start Given entries

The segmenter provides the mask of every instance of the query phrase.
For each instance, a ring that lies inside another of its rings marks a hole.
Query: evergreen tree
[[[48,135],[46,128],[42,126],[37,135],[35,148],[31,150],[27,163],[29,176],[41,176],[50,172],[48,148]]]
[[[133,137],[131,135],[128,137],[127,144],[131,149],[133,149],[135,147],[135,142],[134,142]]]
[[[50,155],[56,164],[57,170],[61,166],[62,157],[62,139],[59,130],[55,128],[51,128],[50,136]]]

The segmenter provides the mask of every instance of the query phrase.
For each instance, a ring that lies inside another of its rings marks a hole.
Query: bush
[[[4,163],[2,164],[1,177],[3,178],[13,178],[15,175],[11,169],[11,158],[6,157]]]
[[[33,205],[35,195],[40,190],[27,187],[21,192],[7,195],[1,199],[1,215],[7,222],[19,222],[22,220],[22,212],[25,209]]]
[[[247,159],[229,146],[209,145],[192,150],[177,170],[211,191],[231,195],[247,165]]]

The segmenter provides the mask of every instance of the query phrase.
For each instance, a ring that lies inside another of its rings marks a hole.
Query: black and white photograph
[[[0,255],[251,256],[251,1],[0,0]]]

end Given entries

Task details » Convert the material above into a two-column CSV with the columns "query_text" and "mask_output", giving one row for each request. Place the full request text in the first column and its complete answer in the second, each within a single quoted field, with line breaks replaced by spaces.

Task solution »
query_text,mask_output
"The segmenter provides the mask of every instance of the query phrase. For each instance, a ring that lies inside another of its rings marks a hole. Query: evergreen tree","[[[48,135],[46,128],[42,126],[37,135],[35,148],[31,150],[27,163],[29,176],[41,176],[50,172],[48,148]]] [[[133,137],[131,135],[128,137],[127,144],[131,149],[133,149],[135,147],[135,142],[134,142]]] [[[50,155],[56,164],[57,170],[61,166],[62,157],[62,139],[59,130],[55,128],[51,128],[50,136]]]"
"The segmenter provides the mask of every instance of the query phrase. For each instance, a ring that lies inside another of its rings marks a hole. Query: bush","[[[4,163],[2,164],[1,177],[3,178],[13,178],[15,175],[11,169],[11,158],[6,157]]] [[[33,205],[35,195],[40,190],[27,187],[21,192],[7,195],[1,199],[1,215],[7,222],[19,222],[22,220],[22,212],[25,209]]] [[[247,159],[229,146],[209,145],[192,150],[177,170],[211,191],[231,195],[247,165]]]"
"The segmenter provides the mask of every instance of the query phrase. For each instance, a ring that lies inside another of its rings marks a hole. Query: black and white photograph","[[[0,255],[251,256],[251,1],[0,0]]]"